**THE EXERCISE**
Reproduce all the entries exactly and keep the pictures out.

**********

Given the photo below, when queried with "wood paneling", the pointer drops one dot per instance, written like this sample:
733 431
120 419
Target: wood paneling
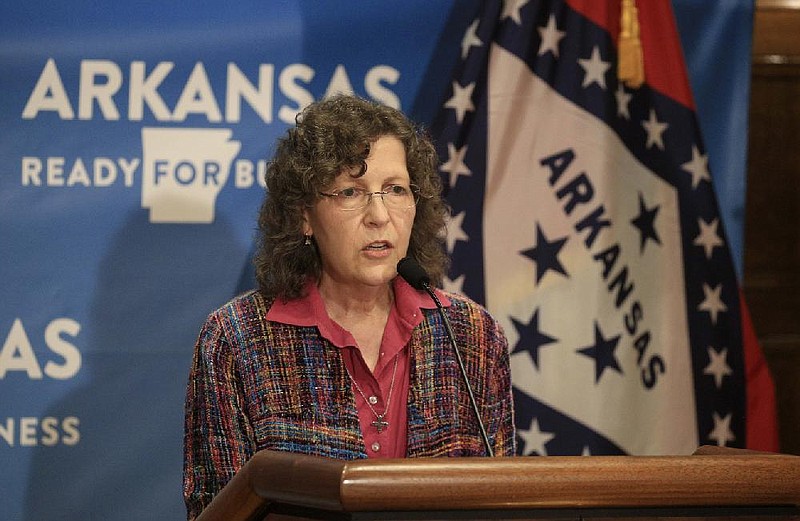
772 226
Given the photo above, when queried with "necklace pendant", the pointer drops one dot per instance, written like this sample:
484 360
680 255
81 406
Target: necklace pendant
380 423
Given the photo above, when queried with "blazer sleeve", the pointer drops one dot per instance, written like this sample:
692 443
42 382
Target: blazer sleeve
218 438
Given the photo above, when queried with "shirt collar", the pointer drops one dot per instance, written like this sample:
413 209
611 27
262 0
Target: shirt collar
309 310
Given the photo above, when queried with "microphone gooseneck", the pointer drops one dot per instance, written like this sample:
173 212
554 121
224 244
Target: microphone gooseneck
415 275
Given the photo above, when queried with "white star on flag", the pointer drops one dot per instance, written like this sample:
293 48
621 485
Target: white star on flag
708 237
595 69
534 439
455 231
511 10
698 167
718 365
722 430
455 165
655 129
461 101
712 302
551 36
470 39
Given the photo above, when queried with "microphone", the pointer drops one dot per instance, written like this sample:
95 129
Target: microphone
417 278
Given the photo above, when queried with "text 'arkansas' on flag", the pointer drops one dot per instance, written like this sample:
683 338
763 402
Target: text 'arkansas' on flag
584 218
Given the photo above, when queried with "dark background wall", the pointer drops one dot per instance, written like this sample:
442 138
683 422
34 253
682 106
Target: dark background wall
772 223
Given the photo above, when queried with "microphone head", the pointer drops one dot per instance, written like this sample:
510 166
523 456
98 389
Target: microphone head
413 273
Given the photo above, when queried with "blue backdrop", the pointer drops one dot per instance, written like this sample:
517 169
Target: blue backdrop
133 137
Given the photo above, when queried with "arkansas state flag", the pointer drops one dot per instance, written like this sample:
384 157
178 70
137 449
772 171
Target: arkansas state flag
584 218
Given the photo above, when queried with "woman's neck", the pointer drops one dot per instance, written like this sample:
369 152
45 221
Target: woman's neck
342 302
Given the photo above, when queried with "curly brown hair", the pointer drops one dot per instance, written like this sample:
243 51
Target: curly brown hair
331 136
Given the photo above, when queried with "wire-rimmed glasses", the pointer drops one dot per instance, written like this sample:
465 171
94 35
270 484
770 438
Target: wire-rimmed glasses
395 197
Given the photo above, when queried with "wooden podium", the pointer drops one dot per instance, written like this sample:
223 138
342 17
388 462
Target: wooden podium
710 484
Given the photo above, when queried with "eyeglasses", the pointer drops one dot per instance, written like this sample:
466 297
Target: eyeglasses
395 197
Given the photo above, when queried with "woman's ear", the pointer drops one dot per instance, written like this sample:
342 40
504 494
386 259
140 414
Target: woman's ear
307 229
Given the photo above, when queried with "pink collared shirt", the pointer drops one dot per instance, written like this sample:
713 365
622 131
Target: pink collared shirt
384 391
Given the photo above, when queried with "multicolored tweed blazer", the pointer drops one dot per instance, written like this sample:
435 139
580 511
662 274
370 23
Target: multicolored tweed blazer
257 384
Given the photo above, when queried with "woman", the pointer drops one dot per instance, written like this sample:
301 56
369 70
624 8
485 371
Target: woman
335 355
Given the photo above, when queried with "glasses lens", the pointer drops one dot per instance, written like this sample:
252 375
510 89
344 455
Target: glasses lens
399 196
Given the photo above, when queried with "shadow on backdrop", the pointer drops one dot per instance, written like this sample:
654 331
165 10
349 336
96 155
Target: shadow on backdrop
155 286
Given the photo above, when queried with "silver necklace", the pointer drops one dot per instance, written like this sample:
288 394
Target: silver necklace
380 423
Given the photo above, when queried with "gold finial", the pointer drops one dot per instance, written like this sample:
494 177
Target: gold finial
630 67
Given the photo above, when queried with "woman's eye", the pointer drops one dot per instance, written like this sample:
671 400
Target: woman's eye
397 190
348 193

**********

**OUTPUT OF THE TASK**
Given the photo below, when queried with "wood paneling", the pointer drops one dot per instance, written like this sample:
733 431
120 419
Target: wood paneling
772 226
Given the photo above, when queried with "necklace pendant", the pointer drops one dot per instance, written like this sample:
484 360
680 255
81 406
Target: necklace pendant
380 423
Given the photo above, when queried with "blazer sleeve", the pointer drops one dot per instance, written like this sample:
692 443
42 382
Target: blazer sleeve
218 438
Given the photo above, when queried with "shirt collar", the pointer drops one dot per instance, written like this sample:
413 209
611 27
262 0
Target: shirt collar
309 310
Given the photo above, when queried with "microphone gooseneck", the pointer drops one dot per instance, written like this sample:
173 212
554 121
224 244
Target: microphone gooseneck
415 275
Given the photo above, when queried with "white star on flag", the pointer drops one dot per instance, written like this sample:
293 48
621 485
Target: white star on flag
708 237
595 69
534 439
455 231
511 10
698 167
718 365
722 430
455 165
655 129
461 101
712 302
551 36
470 39
Given the photo above, when queried with "microphone", the pointer drops one dot per instance, written like this sample:
95 129
Target: microphone
417 278
Given the photo above, when queried with "text 'arkansas' on flag", the pointer drops one dot per instance, written like this sample:
683 338
763 402
Target: text 'arkansas' on flag
584 218
Given the photo above, when queried with "dark background wall", the pointer drops one dot per instance, written like this sample:
442 138
683 422
34 253
682 106
Target: dark background wall
772 223
Given the photo above, when queried with "microphone head", the pointer drops one dot per instance, written like this sample:
510 166
523 456
98 389
Target: microphone head
413 273
Given the photo above, when queried with "blue backdrop", the pointer drops one dot per instance, written like this sample:
517 169
Target: blue backdrop
133 137
Given the photo above, when queried with "arkansas state flag", the pointer drops one dot per instance, written like this sample:
384 157
178 70
137 449
772 171
Target: arkansas state flag
584 218
Given the photo above, when queried with "woman's neck", the pointer drops one dot per instance, written like this sample:
369 152
45 221
Target: woman's neck
342 302
Given the photo above, when queried with "curly brown hair", the pointer drops one dot per instance, written like this sample:
243 51
Target: curly brown hair
331 136
Given the photo above, when queried with "wire-rimmed glasses", the pointer drops one dot per instance, written like this sample:
465 171
94 35
270 484
770 438
Target: wire-rimmed glasses
395 197
Given the photo above, when queried with "wooden podium", the pointer drops one dot per instance, written like this sample:
223 138
342 17
388 462
Target: wooden podium
710 484
Given the photo above, when queried with "eyeglasses", the pointer drops one dot per instance, written like this sample:
466 297
Target: eyeglasses
395 197
Given the photo above, when queried with "woman's ear", the pointer drops one dot per instance, written like this sample:
342 40
504 494
386 259
140 414
Target: woman's ear
307 229
Given the photo above, when queried with "pink collared shirt", the pointer drops one dot per instance, written like this sample:
713 365
622 131
Target: pink collared shirt
384 391
Given the photo above, when queried with "multicolored tweed blazer", the pointer drops one dot per instance, written like this sample:
435 139
580 511
662 274
370 23
Target: multicolored tweed blazer
257 384
Given the photo above, when queried with "woman", the pointer drops one dot per instance, written like this sample:
301 56
369 70
624 8
485 371
Target: woman
335 355
Given the photo above, when queried with "glasses lens", the pointer drops one dot per instance, written like this sample:
252 375
510 89
344 455
Target: glasses lens
399 196
Given the photo above, when queried with "shadow on backdrop", the pointer drops one dot per instance, written like this sample:
654 331
165 10
349 336
96 155
Target: shadow on backdrop
155 286
Given the photo above, when queried with "silver necklace", the pointer drops one dot per instance, written like this sample:
288 394
Target: silver necklace
380 423
Given the photo above, when queried with "gold finial", the pointer drops one dot per instance, written like this sample:
494 177
Target: gold finial
630 67
Given the photo above, when queried with "woman's eye", the pointer drops one dot per instance, written like this sample:
671 400
Target: woman's eye
397 190
348 193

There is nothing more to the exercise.